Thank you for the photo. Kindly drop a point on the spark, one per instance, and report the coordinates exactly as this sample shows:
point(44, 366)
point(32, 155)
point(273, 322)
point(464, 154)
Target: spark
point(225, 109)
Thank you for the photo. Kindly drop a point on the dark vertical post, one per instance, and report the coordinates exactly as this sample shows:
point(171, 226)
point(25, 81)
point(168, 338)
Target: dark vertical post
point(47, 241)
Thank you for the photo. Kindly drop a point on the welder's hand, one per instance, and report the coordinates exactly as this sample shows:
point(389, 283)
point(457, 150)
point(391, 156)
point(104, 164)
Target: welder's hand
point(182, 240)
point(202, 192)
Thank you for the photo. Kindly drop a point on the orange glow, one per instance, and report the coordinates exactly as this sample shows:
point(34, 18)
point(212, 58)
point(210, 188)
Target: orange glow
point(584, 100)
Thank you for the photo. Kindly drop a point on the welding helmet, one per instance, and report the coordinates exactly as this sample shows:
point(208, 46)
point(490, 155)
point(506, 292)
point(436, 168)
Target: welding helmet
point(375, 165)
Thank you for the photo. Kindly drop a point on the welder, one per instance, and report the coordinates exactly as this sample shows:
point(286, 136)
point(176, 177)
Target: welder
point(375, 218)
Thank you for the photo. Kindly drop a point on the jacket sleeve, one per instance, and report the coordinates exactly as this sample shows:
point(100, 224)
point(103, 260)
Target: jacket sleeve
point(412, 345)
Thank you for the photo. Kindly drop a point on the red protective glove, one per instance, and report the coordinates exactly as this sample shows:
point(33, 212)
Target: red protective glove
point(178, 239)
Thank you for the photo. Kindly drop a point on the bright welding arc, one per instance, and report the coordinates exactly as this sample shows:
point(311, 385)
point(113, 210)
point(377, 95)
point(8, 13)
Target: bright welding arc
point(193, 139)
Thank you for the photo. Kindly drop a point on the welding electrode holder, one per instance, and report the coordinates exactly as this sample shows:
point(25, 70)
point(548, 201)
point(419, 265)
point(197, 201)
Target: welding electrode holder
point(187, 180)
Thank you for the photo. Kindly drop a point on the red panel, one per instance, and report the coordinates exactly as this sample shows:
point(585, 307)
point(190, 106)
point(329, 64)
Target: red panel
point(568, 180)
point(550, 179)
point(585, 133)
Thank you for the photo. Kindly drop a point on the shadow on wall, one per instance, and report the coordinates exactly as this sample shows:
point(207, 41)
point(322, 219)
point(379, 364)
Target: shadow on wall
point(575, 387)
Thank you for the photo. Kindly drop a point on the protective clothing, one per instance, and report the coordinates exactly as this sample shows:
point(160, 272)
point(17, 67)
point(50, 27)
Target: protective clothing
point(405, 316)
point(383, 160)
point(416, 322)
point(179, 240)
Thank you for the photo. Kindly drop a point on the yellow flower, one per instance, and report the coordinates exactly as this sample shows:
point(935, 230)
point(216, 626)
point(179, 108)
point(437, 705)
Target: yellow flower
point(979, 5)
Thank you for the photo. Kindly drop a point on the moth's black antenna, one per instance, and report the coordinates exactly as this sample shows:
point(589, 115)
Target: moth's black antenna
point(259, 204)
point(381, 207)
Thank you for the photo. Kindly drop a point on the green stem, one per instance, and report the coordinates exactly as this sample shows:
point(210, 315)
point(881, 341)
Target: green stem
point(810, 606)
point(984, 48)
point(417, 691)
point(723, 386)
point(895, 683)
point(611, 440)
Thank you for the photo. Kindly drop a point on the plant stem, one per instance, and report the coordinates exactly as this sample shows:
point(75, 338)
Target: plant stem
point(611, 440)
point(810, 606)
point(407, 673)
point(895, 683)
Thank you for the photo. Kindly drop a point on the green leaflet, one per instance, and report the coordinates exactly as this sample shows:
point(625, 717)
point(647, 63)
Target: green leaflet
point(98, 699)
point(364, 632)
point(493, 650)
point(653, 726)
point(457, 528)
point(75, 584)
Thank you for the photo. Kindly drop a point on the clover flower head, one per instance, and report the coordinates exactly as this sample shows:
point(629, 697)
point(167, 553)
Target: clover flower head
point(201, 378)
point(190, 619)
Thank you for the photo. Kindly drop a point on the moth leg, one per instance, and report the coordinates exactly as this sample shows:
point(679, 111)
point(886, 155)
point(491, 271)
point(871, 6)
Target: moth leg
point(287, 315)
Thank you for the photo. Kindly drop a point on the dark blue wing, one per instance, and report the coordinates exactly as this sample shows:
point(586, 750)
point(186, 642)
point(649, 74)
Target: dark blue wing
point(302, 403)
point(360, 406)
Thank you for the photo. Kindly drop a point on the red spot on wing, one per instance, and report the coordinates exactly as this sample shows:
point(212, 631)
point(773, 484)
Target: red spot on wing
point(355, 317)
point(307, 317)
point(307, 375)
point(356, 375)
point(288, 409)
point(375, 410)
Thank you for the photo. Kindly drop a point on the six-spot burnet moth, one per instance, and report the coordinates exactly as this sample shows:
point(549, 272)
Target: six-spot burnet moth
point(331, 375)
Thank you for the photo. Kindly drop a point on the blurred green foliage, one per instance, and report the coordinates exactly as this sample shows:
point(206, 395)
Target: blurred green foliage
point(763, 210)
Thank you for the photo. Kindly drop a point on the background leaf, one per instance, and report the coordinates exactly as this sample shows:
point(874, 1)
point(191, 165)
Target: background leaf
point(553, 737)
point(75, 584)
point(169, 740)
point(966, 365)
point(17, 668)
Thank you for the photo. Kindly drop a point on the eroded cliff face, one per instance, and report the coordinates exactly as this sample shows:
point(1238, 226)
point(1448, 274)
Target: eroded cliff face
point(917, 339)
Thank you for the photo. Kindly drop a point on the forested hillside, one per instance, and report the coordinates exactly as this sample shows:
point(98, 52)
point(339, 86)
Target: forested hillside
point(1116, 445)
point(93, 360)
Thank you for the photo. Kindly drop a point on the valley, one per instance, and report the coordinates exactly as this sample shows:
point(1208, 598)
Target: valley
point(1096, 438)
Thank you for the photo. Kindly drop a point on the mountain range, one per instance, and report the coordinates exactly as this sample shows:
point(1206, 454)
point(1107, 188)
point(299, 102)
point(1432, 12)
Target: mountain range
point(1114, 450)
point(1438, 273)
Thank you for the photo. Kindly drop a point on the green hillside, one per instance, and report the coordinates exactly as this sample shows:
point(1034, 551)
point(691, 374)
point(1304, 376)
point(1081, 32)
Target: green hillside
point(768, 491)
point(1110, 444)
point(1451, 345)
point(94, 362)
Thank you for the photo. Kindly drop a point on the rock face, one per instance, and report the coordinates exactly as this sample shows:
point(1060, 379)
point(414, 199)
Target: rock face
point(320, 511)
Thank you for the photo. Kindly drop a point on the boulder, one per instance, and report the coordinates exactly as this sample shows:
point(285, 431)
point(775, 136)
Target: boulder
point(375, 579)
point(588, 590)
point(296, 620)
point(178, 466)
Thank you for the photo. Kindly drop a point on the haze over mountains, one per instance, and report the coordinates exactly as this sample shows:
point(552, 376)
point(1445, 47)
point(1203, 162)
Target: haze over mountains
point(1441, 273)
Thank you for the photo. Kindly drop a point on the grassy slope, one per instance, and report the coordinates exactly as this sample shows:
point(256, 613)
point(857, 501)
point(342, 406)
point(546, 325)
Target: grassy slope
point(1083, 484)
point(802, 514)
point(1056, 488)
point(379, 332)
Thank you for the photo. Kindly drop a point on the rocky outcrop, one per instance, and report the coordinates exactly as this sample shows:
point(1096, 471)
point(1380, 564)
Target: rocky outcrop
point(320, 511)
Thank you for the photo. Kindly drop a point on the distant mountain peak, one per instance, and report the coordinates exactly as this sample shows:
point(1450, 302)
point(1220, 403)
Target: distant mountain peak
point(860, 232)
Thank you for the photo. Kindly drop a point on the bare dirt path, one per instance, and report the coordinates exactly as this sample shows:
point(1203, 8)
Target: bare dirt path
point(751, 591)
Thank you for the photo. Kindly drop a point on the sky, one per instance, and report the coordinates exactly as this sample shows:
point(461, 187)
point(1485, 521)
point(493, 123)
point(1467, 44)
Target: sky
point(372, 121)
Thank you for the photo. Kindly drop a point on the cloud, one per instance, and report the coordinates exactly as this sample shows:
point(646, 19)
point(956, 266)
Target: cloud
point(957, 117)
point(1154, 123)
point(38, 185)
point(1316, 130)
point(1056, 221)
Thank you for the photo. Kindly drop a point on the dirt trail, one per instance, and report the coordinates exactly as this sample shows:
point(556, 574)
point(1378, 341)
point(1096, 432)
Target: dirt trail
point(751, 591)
┄┄┄┄┄┄┄┄┄┄┄┄┄┄┄┄┄┄┄┄
Update the records from the line with "rock face, one" through the line with "point(178, 466)" by changing "boulder" to "stone" and leaving everything else as it is. Return only those lines.

Solution for this task:
Thank you for the photo. Kindly drop a point on the rock face, one per instance, and report the coordinates exactly as this sample shows:
point(1060, 379)
point(414, 199)
Target: rock face
point(320, 511)
Thank you for the photo. Kindly drop a point on the stone, one per instance, and report the coordinates exactly as this sample shows:
point(285, 431)
point(775, 136)
Target: stone
point(375, 579)
point(588, 590)
point(296, 620)
point(178, 466)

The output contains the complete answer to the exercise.